Starting at the top of the data and ending with the line that holds "Can you find the illuminated tower", transcribe each line exactly; include both ends.
***
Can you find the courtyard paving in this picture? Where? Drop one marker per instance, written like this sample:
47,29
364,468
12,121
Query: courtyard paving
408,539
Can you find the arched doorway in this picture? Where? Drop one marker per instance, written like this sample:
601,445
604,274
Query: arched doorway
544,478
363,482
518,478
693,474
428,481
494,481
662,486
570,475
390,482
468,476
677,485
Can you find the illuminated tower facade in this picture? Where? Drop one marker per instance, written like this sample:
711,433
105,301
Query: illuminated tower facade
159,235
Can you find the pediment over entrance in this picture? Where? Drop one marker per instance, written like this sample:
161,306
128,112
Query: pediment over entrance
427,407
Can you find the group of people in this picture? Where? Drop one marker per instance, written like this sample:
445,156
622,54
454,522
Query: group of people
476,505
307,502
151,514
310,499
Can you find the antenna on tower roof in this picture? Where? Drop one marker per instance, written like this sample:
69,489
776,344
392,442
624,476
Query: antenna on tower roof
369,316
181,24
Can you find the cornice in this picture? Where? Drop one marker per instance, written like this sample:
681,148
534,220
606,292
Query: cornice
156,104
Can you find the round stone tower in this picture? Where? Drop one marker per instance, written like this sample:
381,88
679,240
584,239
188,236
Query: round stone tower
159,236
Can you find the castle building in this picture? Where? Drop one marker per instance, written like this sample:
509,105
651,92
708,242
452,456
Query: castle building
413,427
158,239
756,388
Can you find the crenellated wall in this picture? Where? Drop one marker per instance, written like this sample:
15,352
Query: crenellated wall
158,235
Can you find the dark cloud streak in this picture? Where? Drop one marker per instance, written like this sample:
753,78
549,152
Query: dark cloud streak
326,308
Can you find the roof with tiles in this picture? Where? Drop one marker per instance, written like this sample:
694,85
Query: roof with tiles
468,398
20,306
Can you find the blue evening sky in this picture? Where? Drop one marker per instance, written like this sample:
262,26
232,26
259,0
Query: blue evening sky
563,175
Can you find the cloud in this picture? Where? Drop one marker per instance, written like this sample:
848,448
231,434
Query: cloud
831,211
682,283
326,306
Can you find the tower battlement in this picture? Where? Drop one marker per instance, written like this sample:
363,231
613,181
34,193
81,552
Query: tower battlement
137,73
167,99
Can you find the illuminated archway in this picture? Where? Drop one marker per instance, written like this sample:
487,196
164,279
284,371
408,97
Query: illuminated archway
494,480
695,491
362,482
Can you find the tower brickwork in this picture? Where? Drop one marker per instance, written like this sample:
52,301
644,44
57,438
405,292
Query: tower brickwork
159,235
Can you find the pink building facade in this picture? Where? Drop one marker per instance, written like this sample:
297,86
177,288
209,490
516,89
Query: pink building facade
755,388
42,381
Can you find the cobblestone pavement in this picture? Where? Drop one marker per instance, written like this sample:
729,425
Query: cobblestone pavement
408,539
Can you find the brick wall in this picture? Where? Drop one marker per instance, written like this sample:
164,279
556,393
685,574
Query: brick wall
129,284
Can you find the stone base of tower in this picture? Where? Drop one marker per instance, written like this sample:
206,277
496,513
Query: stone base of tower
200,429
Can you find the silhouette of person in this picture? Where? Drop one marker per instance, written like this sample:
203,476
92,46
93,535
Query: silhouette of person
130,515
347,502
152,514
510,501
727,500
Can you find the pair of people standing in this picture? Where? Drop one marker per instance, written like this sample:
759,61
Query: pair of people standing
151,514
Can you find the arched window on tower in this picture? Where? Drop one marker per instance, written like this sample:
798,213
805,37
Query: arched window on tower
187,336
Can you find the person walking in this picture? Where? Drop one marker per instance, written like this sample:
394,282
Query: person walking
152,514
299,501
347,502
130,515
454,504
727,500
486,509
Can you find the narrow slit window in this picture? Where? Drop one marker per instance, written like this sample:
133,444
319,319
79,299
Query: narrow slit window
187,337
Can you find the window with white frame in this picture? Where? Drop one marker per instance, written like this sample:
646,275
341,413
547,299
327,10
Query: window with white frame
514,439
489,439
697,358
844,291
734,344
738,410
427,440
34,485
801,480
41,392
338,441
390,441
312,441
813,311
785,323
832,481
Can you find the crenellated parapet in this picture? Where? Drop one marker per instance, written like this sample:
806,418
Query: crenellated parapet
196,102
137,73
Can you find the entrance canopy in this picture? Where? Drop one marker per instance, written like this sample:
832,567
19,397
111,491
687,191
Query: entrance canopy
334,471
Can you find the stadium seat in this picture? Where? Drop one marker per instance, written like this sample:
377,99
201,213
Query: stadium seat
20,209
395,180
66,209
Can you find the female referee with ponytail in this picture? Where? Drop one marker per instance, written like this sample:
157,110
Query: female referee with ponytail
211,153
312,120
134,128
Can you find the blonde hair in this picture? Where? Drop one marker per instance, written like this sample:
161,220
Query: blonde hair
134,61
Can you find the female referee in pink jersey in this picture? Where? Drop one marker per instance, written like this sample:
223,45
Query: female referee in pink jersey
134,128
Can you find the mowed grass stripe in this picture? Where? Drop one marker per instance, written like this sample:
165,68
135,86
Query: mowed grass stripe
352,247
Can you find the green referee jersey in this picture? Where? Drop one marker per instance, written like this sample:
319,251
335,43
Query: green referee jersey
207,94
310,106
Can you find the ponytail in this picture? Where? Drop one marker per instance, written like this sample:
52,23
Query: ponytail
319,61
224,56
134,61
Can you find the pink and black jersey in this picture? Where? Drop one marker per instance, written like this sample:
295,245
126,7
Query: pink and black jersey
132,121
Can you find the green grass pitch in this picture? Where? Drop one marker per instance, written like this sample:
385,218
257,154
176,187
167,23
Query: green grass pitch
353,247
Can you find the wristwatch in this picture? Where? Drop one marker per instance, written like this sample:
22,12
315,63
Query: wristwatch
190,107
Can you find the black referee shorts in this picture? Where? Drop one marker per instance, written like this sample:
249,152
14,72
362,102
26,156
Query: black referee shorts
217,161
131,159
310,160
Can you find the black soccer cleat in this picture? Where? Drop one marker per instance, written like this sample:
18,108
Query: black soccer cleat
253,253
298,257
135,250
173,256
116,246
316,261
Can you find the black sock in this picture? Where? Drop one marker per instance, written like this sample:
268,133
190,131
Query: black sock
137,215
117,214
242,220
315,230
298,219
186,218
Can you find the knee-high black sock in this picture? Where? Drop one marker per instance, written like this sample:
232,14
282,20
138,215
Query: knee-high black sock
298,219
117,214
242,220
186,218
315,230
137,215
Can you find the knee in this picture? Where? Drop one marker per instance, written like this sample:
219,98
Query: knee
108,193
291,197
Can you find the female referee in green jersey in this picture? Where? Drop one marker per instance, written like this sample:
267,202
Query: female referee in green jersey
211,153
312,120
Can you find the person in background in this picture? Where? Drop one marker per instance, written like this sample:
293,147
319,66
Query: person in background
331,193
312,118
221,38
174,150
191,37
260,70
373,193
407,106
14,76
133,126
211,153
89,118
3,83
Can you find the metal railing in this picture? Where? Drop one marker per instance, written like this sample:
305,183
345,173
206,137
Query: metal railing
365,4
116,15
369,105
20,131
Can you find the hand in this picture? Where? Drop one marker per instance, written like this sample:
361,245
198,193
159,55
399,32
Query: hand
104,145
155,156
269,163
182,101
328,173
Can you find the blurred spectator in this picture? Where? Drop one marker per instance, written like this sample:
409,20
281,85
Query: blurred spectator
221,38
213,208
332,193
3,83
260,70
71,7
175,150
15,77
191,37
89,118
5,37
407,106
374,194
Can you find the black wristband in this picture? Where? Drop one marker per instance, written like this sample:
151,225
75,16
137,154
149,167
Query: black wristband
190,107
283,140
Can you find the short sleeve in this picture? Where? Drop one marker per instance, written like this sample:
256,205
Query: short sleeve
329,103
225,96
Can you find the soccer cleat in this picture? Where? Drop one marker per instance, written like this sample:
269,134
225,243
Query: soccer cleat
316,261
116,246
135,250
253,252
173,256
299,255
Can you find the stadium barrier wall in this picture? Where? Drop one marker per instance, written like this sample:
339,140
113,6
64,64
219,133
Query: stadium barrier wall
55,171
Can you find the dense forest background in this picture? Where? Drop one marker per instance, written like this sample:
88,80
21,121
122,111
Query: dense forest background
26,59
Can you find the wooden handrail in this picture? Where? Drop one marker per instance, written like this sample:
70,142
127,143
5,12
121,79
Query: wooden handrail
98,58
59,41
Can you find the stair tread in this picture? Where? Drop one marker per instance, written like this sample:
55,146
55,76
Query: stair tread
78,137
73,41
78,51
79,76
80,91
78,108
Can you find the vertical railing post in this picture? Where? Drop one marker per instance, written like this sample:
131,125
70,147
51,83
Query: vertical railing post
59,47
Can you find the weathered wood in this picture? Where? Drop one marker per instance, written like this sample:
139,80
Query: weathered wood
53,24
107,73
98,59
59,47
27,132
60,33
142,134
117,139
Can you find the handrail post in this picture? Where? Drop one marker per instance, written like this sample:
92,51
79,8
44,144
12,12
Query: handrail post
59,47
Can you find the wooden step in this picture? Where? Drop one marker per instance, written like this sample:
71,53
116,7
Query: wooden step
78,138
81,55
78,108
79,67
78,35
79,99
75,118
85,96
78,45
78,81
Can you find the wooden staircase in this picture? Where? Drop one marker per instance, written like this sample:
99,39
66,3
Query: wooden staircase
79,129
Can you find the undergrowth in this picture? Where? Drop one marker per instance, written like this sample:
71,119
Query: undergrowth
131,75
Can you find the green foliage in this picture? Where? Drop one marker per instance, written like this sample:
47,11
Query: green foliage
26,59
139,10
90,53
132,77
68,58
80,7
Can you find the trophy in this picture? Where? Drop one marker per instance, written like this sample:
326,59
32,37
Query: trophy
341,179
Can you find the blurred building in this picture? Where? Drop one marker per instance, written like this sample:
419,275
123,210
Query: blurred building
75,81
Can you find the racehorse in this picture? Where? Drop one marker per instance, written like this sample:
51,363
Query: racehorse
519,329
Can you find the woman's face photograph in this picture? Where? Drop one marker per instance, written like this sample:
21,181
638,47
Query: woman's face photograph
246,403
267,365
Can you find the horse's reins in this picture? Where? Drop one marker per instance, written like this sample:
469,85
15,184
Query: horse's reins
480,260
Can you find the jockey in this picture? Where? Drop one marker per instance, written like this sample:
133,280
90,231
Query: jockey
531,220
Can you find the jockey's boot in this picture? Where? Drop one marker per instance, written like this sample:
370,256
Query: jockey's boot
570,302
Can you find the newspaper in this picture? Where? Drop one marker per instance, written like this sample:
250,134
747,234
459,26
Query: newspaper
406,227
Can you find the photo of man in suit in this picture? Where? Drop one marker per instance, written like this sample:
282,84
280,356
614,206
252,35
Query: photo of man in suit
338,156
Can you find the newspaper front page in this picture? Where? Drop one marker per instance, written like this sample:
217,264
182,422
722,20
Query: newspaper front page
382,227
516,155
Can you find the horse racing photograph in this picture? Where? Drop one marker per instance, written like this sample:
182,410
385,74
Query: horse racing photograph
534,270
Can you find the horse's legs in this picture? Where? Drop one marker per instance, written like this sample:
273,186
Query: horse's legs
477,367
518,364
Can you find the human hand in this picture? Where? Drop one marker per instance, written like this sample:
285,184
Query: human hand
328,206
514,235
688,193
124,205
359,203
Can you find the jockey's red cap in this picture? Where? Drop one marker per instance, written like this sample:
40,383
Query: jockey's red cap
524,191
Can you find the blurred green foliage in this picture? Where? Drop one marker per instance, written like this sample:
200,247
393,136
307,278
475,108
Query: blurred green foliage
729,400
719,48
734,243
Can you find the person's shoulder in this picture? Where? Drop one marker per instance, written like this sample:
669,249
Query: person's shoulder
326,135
***
Response:
Can you find the courtyard paving in this picture? Where? Drop one marker per instance, written like this sample:
47,29
364,468
12,121
Query: courtyard paving
408,539
Can you find the arched doorway in this picture? Where? Drop one marker per instance, written like this sample:
601,445
604,274
Query: arched doorway
544,478
363,482
518,478
693,474
428,481
494,481
662,486
570,475
390,482
468,476
677,485
Can you find the illuminated tower facade in this picture? Where? Drop one marker per instance, written like this sample:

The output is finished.